_WHAT YOU NEED TO DO_:
Only text is carried over. Reproduce the entries below exactly.

TASK INPUT START

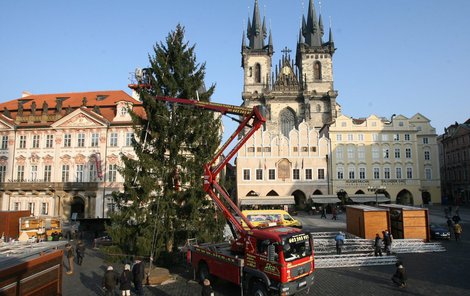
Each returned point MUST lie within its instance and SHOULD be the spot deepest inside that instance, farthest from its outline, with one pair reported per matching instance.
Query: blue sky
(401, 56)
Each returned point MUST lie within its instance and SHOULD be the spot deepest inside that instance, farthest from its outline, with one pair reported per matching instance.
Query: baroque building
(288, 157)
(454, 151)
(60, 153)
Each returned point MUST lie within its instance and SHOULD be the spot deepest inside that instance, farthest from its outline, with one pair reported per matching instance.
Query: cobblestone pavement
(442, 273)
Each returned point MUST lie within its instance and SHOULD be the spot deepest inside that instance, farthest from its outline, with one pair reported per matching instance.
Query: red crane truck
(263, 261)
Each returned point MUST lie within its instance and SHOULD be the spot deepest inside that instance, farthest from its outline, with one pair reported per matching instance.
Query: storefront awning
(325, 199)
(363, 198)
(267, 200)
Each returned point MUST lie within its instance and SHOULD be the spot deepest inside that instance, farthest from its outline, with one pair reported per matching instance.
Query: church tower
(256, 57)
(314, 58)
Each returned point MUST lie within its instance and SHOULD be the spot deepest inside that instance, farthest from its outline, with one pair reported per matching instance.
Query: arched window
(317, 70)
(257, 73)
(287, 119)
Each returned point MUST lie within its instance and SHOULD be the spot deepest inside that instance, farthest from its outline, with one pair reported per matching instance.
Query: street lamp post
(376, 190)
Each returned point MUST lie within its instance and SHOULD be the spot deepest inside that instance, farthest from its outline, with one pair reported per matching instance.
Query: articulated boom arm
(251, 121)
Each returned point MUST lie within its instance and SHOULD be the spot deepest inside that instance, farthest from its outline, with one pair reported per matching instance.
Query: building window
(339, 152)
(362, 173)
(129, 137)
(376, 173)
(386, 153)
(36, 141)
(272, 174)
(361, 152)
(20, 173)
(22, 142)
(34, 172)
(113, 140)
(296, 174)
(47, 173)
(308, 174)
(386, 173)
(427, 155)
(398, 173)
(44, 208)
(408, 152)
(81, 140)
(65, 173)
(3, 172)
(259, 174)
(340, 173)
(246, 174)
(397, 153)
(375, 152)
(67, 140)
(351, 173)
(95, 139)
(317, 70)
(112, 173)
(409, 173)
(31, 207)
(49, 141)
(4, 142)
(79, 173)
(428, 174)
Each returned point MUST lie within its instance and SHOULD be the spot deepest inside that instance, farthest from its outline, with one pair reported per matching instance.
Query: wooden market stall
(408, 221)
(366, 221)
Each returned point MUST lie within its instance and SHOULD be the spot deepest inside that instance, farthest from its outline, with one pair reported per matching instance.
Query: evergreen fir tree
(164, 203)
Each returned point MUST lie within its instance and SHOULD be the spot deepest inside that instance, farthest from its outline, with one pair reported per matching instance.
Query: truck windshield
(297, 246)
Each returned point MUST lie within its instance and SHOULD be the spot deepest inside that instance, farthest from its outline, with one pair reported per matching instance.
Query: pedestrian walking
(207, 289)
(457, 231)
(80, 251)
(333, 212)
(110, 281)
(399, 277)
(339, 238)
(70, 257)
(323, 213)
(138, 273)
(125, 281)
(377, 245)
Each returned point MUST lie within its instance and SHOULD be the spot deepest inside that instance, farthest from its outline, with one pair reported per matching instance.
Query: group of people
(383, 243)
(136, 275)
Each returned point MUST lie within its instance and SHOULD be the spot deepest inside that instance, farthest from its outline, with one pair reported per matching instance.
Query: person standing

TASK INPUT END

_OUTPUT FOR THIS TASK_:
Each returned point MUST lie within its instance and SHOULD be the spot deepest inside that instance, farthest from its outline, with one pair reported per matching instance.
Query: blue sky
(401, 56)
Each returned point MUST lie within its instance and SHOULD be the spot deepest inside that instance, farthest from its outline, with one pair reported per matching instance.
Query: baroque building
(288, 157)
(454, 151)
(60, 153)
Each returned point MUST lie within its instance and SHOULD be the spot deepest inside that instance, farthest from its outline, with one pair reported per matching instance.
Query: cobblestone pavement
(442, 273)
Each returned point MUST lie within its instance and SHOULD be the spot deepest inside that instance, farthest from its outline, with one pair reported per matching instance.
Query: red crane truck
(263, 261)
Each returned point MUST lie within its instance and SHOULD be the spot deepest inside that instance, farthest from its outline, with one pair reported per matching instance.
Query: storefront awning
(325, 199)
(363, 198)
(267, 200)
Each returned point MUST lie within its instance and SHOULD be the spot deepest inside that instance, farthest from its outline, with one pair reported per matching instance.
Query: church tower
(256, 57)
(314, 58)
Each returned point MUST lie within its instance and SHOULD be the spot deepest inside that instance, farthest from its outline, with one pair reported per matching instance.
Query: arched window
(317, 70)
(257, 73)
(287, 119)
Each returned point MUST lie within its instance and SHOULD be the spot deepest inside that instance, farthest from its outline, with one pair reported per matching instance.
Query: street lamp post
(376, 190)
Each returned point MUST lie within its instance and SHOULD be the spot deepest inside that instance, farthest from its outline, with one pair reported per matching instance.
Query: articulated boom arm
(251, 121)
Each returned point MUST lie within its instance and SHOULD be the spot deepest inside that instance, farthest from its outline, with one pair reported per matching instance.
Query: building window
(339, 152)
(362, 173)
(129, 137)
(376, 173)
(386, 153)
(36, 141)
(272, 174)
(361, 152)
(20, 173)
(22, 142)
(34, 172)
(113, 140)
(296, 174)
(47, 173)
(308, 174)
(386, 173)
(427, 155)
(398, 173)
(44, 208)
(408, 152)
(81, 140)
(65, 173)
(3, 172)
(259, 174)
(340, 173)
(246, 174)
(397, 153)
(375, 152)
(67, 140)
(351, 173)
(95, 139)
(317, 70)
(112, 173)
(409, 173)
(31, 207)
(49, 141)
(4, 142)
(79, 173)
(428, 174)
Each returned point MUST lie within its instance and SHOULD be the spot deepest inside that instance, farthest from its outline, with one pair reported per matching instance.
Query: wooden market stall
(408, 221)
(366, 221)
Each returned point MUST lie within its instance and SHOULD be the spot deepest inside that instance, farthest from its outline, with one pair reported per matching instance.
Query: evergreen fir tree
(164, 203)
Each returned point MUST lie within its instance and SHOULD be the spot deepest inside that instance, farthest from its outline, with one pair reported per matching instance.
Query: truck windshield
(297, 246)
Each returned point MUST lie within its instance and SHOULD be the spot deepest inside that instance, farthest from its outline, with one pair reported per matching instance.
Query: pedestrian walking
(207, 289)
(457, 231)
(80, 251)
(333, 212)
(110, 281)
(399, 277)
(339, 238)
(70, 257)
(323, 213)
(138, 273)
(125, 281)
(377, 245)
Each returned point MUST lie within its instance and SHOULD be the spot deepest inside that instance, farthest from its outline, with one pair reported per matching instance.
Query: group of people
(383, 243)
(136, 275)
Each returned point MUST lie within its instance and SHOULD be the spot deepest inside that instance, farthest from its outline, with one pair reported per matching instance.
Query: person standing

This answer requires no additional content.